• **Check your understanding**
1. In the text on conifer spirals, what is removed from a corkscrew spiral once its trunk thickens?
2. List, in order, the steps that the text on conifer spirals gives for making a straight stemmed spiral.

• **Text provided**
○ ○ ○ ○

The most important ingredient is a well branched conifer to start with. Corkscrew spirals use a central dowel or stick around which the conifer stem is wound. At some point in the future when the trunk thickens, the stick is removed and the plant should support itself. The spiral then only requires regular trimming to maintain shape and look neat. 

Straight stemmed spiral require the use of a straight conifer which exhibits multi branching along the trunk. To make a spiral, wrap tape of thick ribbon around the outside of the conifer beginning at the base and winding up the plant. Now prune out the exposed sections of the conifer that are not covered by the tape/ribbon. The end result will vary depending on the thickness of tape and spacing between the spirals. Finally, remove tape and give a light manicure to any rough edges.

Once the desired height is reached for either spiral, pinch off the leader and maintain the topiary by trimming for a neat well defined appearance.

○ ○ ○ ○

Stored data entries
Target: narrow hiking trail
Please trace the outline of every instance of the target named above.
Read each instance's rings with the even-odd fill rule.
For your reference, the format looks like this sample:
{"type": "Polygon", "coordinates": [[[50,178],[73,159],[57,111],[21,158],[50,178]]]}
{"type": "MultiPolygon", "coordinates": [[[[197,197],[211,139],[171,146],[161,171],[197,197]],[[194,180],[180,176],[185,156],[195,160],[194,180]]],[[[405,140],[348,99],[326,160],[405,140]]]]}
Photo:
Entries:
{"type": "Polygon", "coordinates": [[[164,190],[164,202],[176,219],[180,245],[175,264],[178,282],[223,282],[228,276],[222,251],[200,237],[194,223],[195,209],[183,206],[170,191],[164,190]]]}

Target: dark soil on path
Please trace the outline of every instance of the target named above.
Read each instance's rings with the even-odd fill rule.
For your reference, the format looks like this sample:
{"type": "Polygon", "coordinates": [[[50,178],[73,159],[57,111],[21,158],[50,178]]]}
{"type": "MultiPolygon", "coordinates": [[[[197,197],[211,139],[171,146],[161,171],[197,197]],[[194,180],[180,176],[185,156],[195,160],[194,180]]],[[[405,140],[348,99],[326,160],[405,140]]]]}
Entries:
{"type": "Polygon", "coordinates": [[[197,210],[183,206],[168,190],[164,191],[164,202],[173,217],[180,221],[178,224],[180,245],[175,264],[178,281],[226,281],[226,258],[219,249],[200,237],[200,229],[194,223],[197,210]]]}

○ ○ ○ ○

• **Numbered responses**
1. The central dowel or stick.

2.
1. Wrap tape/ribbon around the outside of the conifer, beginning at the base and winding up the plant.
2. Prune out the exposed sections of the conifer that are not covered by the tape/ribbon.
3. Remove the tape.
4. Give a light manicure to any rough edges.